◆ **Page**
+ + +

Panto and a Hollywood blockbuster from the makers of The Matrix? That's typical of Allam's varied CV, but the idea of
evil is disturbingly blurred for his new stage role. In David Harrower's tense drama Blackbird, acclaimed at the Edinburgh Festival last year and
now opening in the West End, Allam is fiftysomething Ray, who is confronted by Una (Jodhi May), a 27-year-old woman full of unanswered questions
regarding their sexual affair when she was 12.
"These are two very damaged people who were consumed by desire, but in no way is this a defence of paedophilia,"
stresses the 52-year-old Allam. "Ray was undoubtedly wrong and was jailed for his actions. But the play is really about the shockwaves of
such a relationship. It's the most overwhelming thing that has ever happened to them."
In its exploration of self- delusion and personal responsibility, the play is drenched in ambiguities as Ray and
Una wrestle over the meaning of their past. "It's fascinating to tackle a play like this," Allam says. "The dialogue is sometimes fractured,
almost like poetry, and people aren't saying, or are unable to say, what they mean."
Blackbird also offered Allam the chance to work with Peter Stein, the German maverick who was the formative
artistic director of the Berlin Schaubühne company in the Seventies and Eighties. |
"No other director I've worked with combines such a marvellous visual sense and a forensic analysis of the text
with an awareness of body language," he says. "In this play they say one thing but their bodies can say something else."
Working with Stein also meant rehearsing at the director's country estate in Umbria. "It was bizarre reading up on
paedophilia in such lovely surroundings," Allam says. "The estate has olive trees and wild boar. But it got very hot and there's nowhere else really to go,
so rehearsals were pretty intense."
The part of Ray adds to Allam's impressive range that encompasses Benedict in Much Ado About Nothing, a Chandler-like
private eye in the musical City of Angels, and starring opposite Gillian Anderson in the West End two-hander What the Night is For. He's even played two German
Chancellors: Adolf Hitler in David Edgar's Speer and Willy Brandt in Michael Frayn's Democracy.
Such versatility comes at a price. Having been a stalwart of the Royal Shakespeare Company in the Eighties and the
National in the Nineties, he's now one of those actors who regular theatregoers know will deliver something funny, fresh or true. But he's yet to have the
screen break - ie, a hit detective series - that makes you a household name.

+ + +

◆ **Task to carry out**
Translate this sentence from the article about the play Blackbird into Spanish: "Working with Stein also meant rehearsing at the director's country estate in Umbria." Rely on the article alone.

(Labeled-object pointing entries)

+ + +

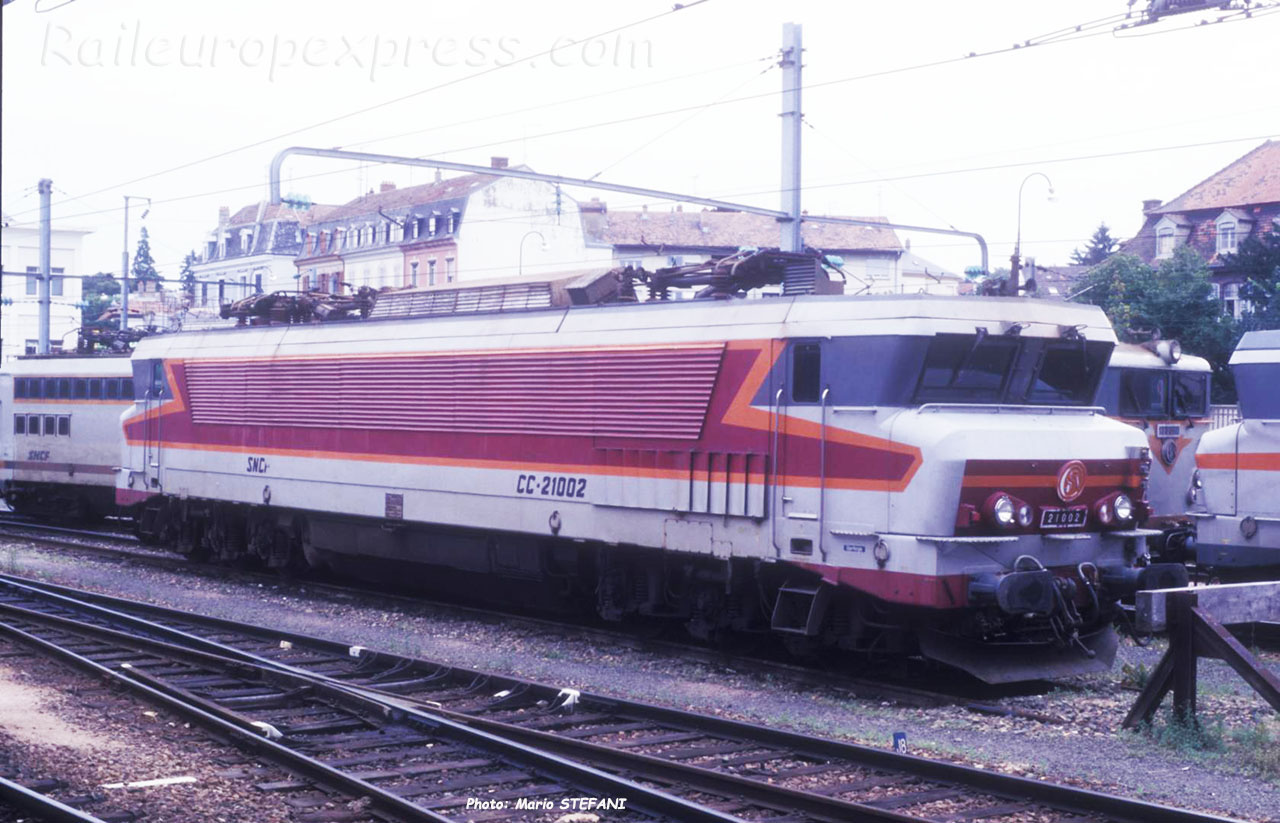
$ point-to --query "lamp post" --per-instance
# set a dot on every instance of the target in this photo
(1016, 260)
(124, 260)
(520, 268)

+ + +

◆ **Output for this exercise**
Trabajar con Stein también significó ensayar en la finca campestre del director en Umbría.